=== Stored items ===
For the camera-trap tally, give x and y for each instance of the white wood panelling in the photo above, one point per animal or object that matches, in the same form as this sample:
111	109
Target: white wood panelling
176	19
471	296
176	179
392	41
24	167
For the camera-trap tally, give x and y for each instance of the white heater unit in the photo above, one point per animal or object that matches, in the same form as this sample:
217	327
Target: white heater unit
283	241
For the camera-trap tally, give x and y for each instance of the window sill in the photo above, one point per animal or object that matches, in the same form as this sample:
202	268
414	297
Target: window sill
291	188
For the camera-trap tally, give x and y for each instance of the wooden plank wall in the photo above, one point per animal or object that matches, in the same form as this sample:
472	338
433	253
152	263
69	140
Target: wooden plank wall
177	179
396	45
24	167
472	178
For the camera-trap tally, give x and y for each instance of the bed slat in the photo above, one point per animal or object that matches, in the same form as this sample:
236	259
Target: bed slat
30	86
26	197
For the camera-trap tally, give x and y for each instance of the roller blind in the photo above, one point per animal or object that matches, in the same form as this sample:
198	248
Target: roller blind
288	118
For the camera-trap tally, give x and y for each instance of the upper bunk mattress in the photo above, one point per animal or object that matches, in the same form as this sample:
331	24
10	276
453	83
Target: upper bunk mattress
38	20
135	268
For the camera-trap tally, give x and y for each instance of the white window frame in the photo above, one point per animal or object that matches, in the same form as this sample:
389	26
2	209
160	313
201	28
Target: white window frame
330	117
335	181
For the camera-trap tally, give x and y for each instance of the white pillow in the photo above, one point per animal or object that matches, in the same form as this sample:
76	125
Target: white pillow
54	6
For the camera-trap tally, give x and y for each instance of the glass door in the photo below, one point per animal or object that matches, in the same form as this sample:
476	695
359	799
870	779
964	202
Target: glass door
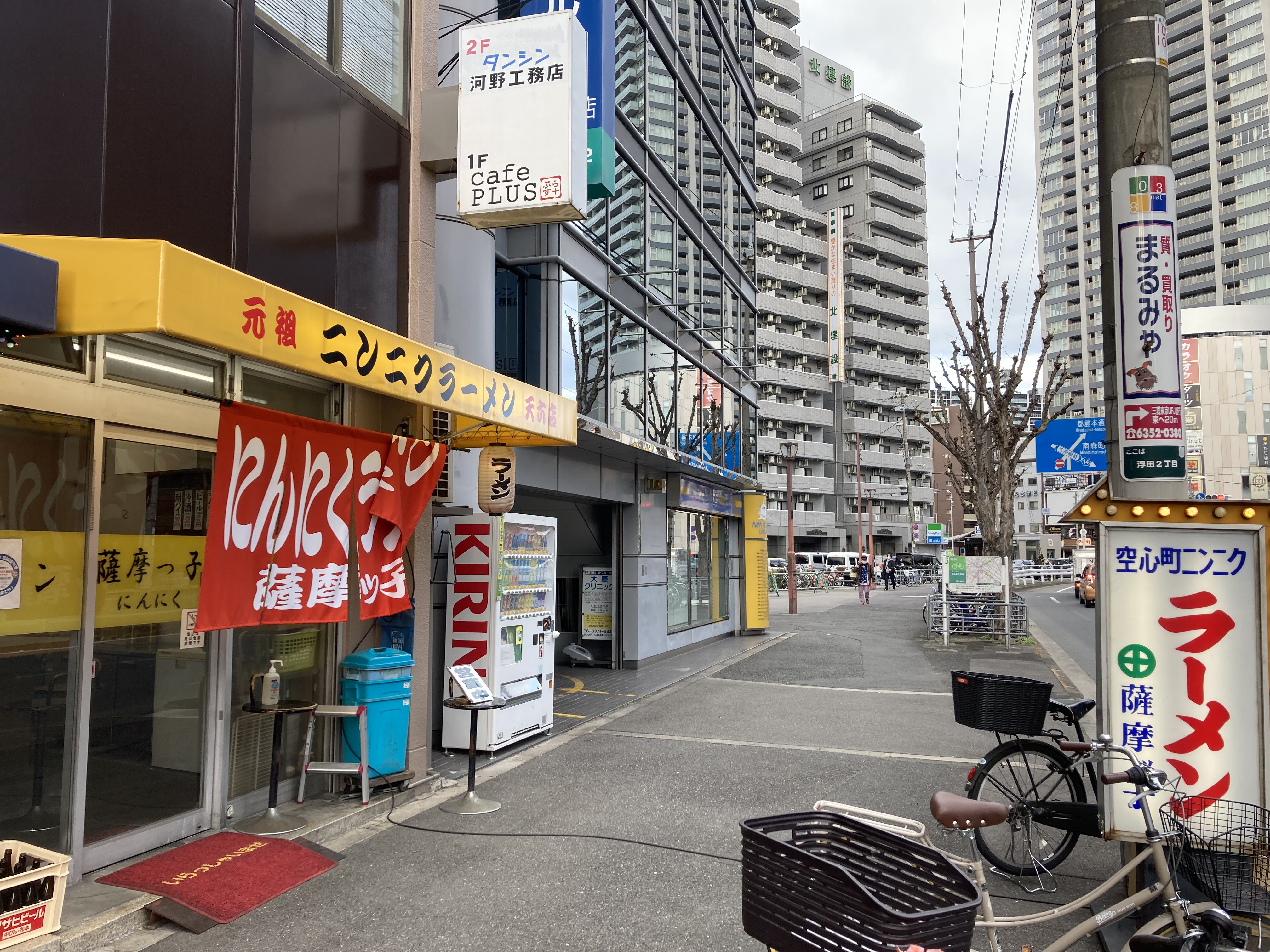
149	725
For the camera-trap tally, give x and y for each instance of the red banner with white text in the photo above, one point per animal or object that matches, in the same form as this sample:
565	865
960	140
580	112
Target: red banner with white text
288	496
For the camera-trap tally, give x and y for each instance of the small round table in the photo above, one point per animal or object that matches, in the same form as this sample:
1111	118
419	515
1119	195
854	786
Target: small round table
272	822
469	803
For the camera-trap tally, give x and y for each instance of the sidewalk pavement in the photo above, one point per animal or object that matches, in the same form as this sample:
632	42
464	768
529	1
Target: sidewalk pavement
848	704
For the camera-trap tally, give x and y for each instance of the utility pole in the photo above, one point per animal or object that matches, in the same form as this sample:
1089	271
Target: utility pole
908	474
1135	133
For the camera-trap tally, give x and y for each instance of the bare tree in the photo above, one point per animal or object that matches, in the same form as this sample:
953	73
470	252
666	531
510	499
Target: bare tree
994	433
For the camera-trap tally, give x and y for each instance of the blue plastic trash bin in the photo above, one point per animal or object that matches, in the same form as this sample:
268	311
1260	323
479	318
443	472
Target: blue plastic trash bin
379	678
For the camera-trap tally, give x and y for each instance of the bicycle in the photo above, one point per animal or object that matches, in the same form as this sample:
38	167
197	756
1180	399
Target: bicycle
1029	771
849	878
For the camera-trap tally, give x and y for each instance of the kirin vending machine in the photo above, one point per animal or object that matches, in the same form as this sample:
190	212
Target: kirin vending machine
501	620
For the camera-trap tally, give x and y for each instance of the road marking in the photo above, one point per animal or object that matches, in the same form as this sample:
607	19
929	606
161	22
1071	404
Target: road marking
811	748
826	687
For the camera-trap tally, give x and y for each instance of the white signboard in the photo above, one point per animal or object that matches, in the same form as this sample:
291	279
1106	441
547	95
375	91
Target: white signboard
1148	357
523	121
598	605
836	305
188	637
1183	660
11	573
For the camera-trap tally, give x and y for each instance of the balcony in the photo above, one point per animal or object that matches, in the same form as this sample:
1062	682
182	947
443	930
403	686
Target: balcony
897	224
891	279
895	136
789	105
793	343
792	309
788	136
900	168
915	344
906	254
789	70
877	304
778	32
898	195
792	242
792	276
783	172
911	374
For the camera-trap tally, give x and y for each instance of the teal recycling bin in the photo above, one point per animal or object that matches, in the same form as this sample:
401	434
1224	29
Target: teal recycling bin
380	680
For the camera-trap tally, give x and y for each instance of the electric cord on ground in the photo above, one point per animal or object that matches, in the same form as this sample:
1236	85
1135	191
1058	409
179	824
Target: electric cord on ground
550	836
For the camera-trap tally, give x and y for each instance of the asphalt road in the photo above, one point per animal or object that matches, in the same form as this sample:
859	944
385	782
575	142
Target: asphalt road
1056	610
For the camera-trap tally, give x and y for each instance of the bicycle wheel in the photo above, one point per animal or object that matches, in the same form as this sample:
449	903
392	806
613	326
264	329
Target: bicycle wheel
1021	774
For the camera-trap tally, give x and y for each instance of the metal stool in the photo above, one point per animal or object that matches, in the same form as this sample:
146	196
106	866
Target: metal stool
363	768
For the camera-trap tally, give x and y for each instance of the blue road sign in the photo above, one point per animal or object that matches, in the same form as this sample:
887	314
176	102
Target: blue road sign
1075	445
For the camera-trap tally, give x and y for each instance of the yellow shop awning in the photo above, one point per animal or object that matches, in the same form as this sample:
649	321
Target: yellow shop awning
129	286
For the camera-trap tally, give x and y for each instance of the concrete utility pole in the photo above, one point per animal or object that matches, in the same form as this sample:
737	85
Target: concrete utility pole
1133	130
789	452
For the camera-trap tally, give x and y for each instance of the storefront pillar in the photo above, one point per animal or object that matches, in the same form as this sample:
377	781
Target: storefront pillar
644	562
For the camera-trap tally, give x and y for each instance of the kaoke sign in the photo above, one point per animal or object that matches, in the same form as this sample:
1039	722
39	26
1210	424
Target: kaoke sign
523	121
1183	662
1148	356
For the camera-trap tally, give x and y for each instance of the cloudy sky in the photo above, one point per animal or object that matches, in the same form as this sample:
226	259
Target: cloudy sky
908	55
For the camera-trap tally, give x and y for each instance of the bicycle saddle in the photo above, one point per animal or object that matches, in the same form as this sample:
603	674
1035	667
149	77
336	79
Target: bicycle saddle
1076	710
962	814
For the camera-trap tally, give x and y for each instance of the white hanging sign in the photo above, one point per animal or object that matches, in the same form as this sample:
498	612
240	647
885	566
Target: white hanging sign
523	121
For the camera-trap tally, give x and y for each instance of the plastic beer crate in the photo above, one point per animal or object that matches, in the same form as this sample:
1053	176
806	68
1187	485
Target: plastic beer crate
45	916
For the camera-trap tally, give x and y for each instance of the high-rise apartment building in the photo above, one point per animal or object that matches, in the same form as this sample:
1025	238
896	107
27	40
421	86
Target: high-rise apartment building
796	397
867	161
1220	121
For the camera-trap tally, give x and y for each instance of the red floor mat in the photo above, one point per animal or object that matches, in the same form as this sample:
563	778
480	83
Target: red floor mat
224	876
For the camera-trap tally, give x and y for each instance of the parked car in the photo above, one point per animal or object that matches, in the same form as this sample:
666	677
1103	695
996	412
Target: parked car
1085	586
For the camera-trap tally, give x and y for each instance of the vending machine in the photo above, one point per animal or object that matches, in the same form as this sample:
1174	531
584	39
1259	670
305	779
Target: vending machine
501	620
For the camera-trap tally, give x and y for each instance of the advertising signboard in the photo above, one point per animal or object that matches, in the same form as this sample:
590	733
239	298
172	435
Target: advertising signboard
1148	357
1075	445
1183	660
523	121
836	332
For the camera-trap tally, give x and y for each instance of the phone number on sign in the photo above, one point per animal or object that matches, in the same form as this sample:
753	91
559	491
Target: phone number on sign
1154	433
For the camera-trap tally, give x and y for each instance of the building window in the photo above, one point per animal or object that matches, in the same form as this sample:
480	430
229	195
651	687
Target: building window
371	49
696	577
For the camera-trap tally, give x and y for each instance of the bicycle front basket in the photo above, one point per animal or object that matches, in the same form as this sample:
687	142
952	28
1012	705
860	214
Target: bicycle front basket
1000	702
826	881
1223	850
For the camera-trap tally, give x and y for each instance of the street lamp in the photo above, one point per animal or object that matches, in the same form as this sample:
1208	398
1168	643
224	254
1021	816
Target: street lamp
789	454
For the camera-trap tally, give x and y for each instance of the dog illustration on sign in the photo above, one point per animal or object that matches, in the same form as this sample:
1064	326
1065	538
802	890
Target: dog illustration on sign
1142	376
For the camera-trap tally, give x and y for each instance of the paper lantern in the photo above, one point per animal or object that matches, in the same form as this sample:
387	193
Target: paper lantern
497	490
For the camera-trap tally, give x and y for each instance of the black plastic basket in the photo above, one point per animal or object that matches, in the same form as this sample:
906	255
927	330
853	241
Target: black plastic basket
1000	702
825	881
1223	850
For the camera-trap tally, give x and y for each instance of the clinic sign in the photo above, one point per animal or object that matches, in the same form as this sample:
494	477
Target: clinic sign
523	121
1148	357
1183	660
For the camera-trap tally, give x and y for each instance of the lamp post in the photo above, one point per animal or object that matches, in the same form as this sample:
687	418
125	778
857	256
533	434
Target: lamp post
789	454
908	473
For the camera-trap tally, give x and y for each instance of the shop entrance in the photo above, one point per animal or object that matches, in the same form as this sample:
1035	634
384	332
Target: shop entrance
586	540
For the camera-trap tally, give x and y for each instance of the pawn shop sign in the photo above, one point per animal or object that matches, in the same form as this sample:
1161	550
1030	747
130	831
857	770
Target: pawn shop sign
1181	596
497	490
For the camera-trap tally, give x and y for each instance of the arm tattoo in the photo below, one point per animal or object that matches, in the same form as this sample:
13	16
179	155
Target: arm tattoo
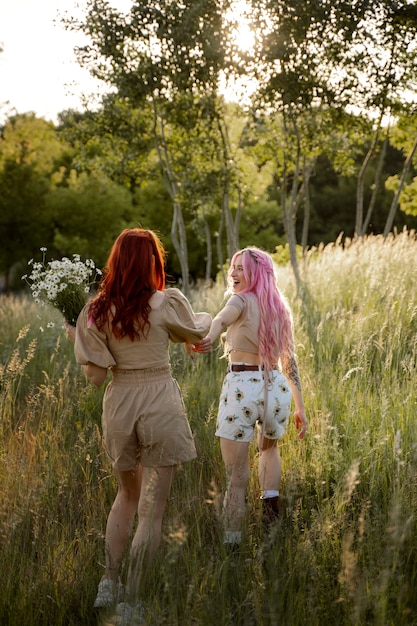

=== Exercise requirements ===
Report every line of the listing above that contains the word "sidewalk", copying each such line in full. Case counts, so only matches with identical capitalization qualify.

=== Result of this exercise ===
For the camera-trap tally, give x and y for each instance of the sidewalk pavement in the photo above, one point per animal or object that matches, in the same form as this sample:
Target: sidewalk pavement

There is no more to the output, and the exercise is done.